▶ Document section:
[Begin]

Is $\int_0^\infty \sin(Kx)f_K(x)\,dx$ of larger order than $\int_0^\infty \cos(Kx)f_K(x)\,dx$?

Question

Suppose we have a function $f$, such that $f$ is of some smoothness degree $m$, and $f,f^{(k)} \in L_1[0,\infty)$ $k=1,...,m$. Now if $f^{(k)}(0) = \lim_{x\rightarrow\infty}f^{(k)}(x) = 0$ for $k=1,...,m-1$ then we can impose the standard bound on the decay of the Sine and Cosine transforms to be $O(K^{m-1})$ where the Sine and Cosine transforms are $\int_0^\infty \sin(Kx)f(x)dx$ and $\int_0^\infty \cos(Kx)f(x)dx$ respectively. If, however $f(x)\neq 0$ we can say something different. In fact we would be able to say that the Sine transform decays slower than the Cosine transform at least by a factor of $K^{-1}$. The mathematical reasoning behind this of course lies within the Riemann Lebesgue Lemma, and Integration by parts:

$$ \begin{align} \int_0^\infty\sin(Kx)f(x)dx & = \left[-K^{-1}\cos[Kx]f(x)\right]_0^\infty + K^{-1}\int_0^\infty \cos(Kx)f^\prime(x)dx\\ & = K^{-1}f(0) + K^{-1}o(1)\\ & = K^{-1}f(0)(1+o(1)). \end{align} $$

If we then consider the Cosine transform, we have that $$ \begin{align} \int_0^\infty\cos(Kx)f(x)dx & = K^{-1}o(1) = o\left(\left|\int_0^\infty \sin(Kx)f(x)dx\right|\right), \end{align} $$

and so the cosine transform decays faster than the sin transform does in magnitude. The intuition behind this is that the decaying property for the Sine and Cosine transform depends on the behaviour of our function $f$ at zero. The sine transform can't deal with the jump at the origin because all Sine waves start at the origin so as $K$ becomes larger, you 'need more' Sine waves to try and capture that jump at zero, whereas since the Cosine transform is able to capture it because the Cosine function has a 'rescaled' jump at the origin itself as well.

[End]

▶ Prompt 1:
In the question about sine and cosine transforms, what does the decaying property of the two transforms depend on?
▶ Prompt 2:
Translate this sentence from the sine and cosine transform question into Spanish: "In fact we would be able to say that the Sine transform decays slower than the Cosine transform at least by a factor of $K^{-1}$."
▶ Prompt 3:
Write the next part of the forum question on sine and cosine transform decay, picking up after its last sentence.

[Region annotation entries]
[Begin]

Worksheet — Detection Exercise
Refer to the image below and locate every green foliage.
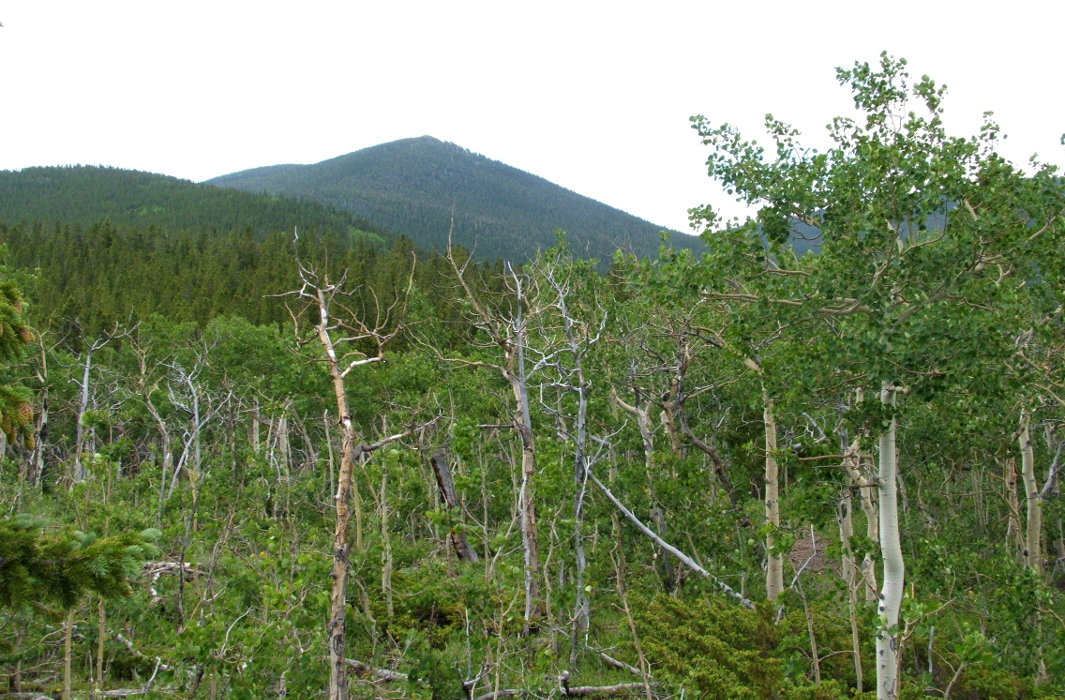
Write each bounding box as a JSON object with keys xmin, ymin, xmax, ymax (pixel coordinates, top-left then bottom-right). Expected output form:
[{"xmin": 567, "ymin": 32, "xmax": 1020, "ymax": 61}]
[
  {"xmin": 210, "ymin": 136, "xmax": 702, "ymax": 262},
  {"xmin": 637, "ymin": 596, "xmax": 851, "ymax": 700},
  {"xmin": 0, "ymin": 517, "xmax": 158, "ymax": 607}
]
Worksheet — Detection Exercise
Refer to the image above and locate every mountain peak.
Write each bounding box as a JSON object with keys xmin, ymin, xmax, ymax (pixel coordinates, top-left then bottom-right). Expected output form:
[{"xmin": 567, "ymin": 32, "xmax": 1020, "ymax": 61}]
[{"xmin": 208, "ymin": 135, "xmax": 702, "ymax": 260}]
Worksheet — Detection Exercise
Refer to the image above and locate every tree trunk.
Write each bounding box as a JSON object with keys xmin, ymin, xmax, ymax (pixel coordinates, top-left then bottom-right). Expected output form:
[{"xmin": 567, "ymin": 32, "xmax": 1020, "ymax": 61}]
[
  {"xmin": 876, "ymin": 381, "xmax": 906, "ymax": 700},
  {"xmin": 1017, "ymin": 409, "xmax": 1043, "ymax": 577},
  {"xmin": 838, "ymin": 477, "xmax": 864, "ymax": 693},
  {"xmin": 429, "ymin": 452, "xmax": 479, "ymax": 561},
  {"xmin": 761, "ymin": 387, "xmax": 784, "ymax": 603}
]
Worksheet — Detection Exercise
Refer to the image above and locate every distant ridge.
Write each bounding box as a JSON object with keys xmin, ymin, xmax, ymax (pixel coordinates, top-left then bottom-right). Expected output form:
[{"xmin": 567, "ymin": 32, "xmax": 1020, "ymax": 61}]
[
  {"xmin": 207, "ymin": 136, "xmax": 703, "ymax": 260},
  {"xmin": 0, "ymin": 165, "xmax": 394, "ymax": 243}
]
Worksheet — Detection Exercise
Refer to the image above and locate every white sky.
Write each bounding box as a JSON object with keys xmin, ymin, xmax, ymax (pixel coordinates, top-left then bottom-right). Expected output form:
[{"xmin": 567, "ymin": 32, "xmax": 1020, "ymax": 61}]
[{"xmin": 0, "ymin": 0, "xmax": 1065, "ymax": 230}]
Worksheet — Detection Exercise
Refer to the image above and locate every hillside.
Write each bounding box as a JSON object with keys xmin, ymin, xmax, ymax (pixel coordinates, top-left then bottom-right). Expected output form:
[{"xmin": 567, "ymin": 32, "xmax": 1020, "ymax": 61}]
[
  {"xmin": 0, "ymin": 165, "xmax": 393, "ymax": 242},
  {"xmin": 208, "ymin": 136, "xmax": 702, "ymax": 260}
]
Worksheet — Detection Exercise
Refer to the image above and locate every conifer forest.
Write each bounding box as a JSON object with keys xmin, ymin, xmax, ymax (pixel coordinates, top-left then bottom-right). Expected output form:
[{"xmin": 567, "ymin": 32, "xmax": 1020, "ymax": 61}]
[{"xmin": 0, "ymin": 54, "xmax": 1065, "ymax": 700}]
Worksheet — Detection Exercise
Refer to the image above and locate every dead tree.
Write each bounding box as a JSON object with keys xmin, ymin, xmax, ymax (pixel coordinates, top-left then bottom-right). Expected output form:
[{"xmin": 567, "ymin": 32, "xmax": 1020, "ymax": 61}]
[
  {"xmin": 444, "ymin": 237, "xmax": 543, "ymax": 633},
  {"xmin": 288, "ymin": 246, "xmax": 415, "ymax": 700}
]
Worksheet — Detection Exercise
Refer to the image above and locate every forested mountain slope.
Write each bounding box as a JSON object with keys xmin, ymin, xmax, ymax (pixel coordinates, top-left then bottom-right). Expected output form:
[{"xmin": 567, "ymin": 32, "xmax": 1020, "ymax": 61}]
[
  {"xmin": 0, "ymin": 55, "xmax": 1065, "ymax": 700},
  {"xmin": 208, "ymin": 136, "xmax": 703, "ymax": 260},
  {"xmin": 0, "ymin": 165, "xmax": 394, "ymax": 242}
]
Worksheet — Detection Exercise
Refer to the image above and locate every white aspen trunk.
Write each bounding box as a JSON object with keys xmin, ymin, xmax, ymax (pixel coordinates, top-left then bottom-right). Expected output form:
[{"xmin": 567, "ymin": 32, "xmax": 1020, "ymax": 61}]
[
  {"xmin": 1002, "ymin": 457, "xmax": 1025, "ymax": 566},
  {"xmin": 63, "ymin": 607, "xmax": 75, "ymax": 700},
  {"xmin": 511, "ymin": 378, "xmax": 542, "ymax": 632},
  {"xmin": 761, "ymin": 386, "xmax": 784, "ymax": 603},
  {"xmin": 843, "ymin": 440, "xmax": 880, "ymax": 603},
  {"xmin": 316, "ymin": 289, "xmax": 358, "ymax": 700},
  {"xmin": 378, "ymin": 466, "xmax": 395, "ymax": 624},
  {"xmin": 1017, "ymin": 409, "xmax": 1043, "ymax": 577},
  {"xmin": 73, "ymin": 351, "xmax": 93, "ymax": 484},
  {"xmin": 876, "ymin": 381, "xmax": 906, "ymax": 700},
  {"xmin": 505, "ymin": 271, "xmax": 543, "ymax": 634},
  {"xmin": 838, "ymin": 477, "xmax": 865, "ymax": 693}
]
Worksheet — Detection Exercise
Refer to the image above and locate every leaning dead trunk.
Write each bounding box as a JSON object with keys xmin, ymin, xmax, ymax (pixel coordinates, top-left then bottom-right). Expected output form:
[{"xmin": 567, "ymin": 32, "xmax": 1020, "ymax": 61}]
[
  {"xmin": 761, "ymin": 387, "xmax": 784, "ymax": 603},
  {"xmin": 1017, "ymin": 409, "xmax": 1043, "ymax": 576},
  {"xmin": 429, "ymin": 452, "xmax": 479, "ymax": 561},
  {"xmin": 876, "ymin": 381, "xmax": 906, "ymax": 700}
]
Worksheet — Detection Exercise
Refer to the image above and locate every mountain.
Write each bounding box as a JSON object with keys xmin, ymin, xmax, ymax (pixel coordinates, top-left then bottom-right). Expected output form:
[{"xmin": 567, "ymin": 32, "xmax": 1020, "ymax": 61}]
[
  {"xmin": 0, "ymin": 165, "xmax": 394, "ymax": 242},
  {"xmin": 208, "ymin": 136, "xmax": 703, "ymax": 260}
]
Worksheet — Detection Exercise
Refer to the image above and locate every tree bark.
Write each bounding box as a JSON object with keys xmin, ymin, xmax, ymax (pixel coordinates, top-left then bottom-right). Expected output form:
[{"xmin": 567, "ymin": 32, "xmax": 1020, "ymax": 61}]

[End]

▶ Final result 1:
The behavior of the function $f$ at zero.

▶ Final result 2:
De hecho, podríamos decir que la transformada seno decae más lentamente que la transformada coseno al menos por un factor de $K^{-1}$.

▶ Final result 3:
QUESTION: My question concerns itself with an extension of this property. Suppose now that I have a sequence of functions $f_K(x)$ belonging in the same class as $f(x)$ as above, with $f_K(0) \neq 0$ but $f_K(0)\rightarrow 0$. Can I still suggest something like $\int_0^\infty \cos(Kx)f_K(x)dx = o\left(\left|\sin(Kx)f_K(x)\right|\right)$? My intuition says yes since at each step $K$, we always have a jump discontinuity at the origin and the Sine function cannot deal with this, and so you will always need more Sine functions of frequency ~ K than you would of Cosine functions. If you do integration by parts, the question is then similar to that of trying to show that

$$\begin{align} \int_0^\infty\cos(Kx)f_K^\prime(x)dx = o(f_K(0)), \end{align} $$

and it should be enough to have the cosine transform bounded above at least by some constant multiple of the Sine transform. Any ideas would be appreciated.

Answer 1

In general, clearly no.

Let $f$ be a fixed function of your class with $f(0) = 1$. Let $f_K(x) = \frac{1}{K}f(Kx)$. Then $f_K$ is an admissible sequence by your hypothesis. However

$$\int_0^\infty \cos(Kx) f_K(x) \mathrm{d}x = \int_0^\infty \frac{1}{K^2} \cos(y) f(y) \mathrm{d}y $$

and similarly

$$\int_0^\infty \sin(Kx) f_K(x) \mathrm{d}x = \int_0^\infty \frac{1}{K^2} \sin(y) f(y) \mathrm{d}y $$

so both sequences decay exactly at the rate $\frac{1}{K^2}$, provided they are non-zero. If you choose $f$ such that $\int_0^\infty \cos(x) f(x) \mathrm{d}x \neq 0$ but $\int_0^\infty\sin(x) f(x) \mathrm{d}x = 0$, then the second sequence is always 0 and your comparison principle fails again.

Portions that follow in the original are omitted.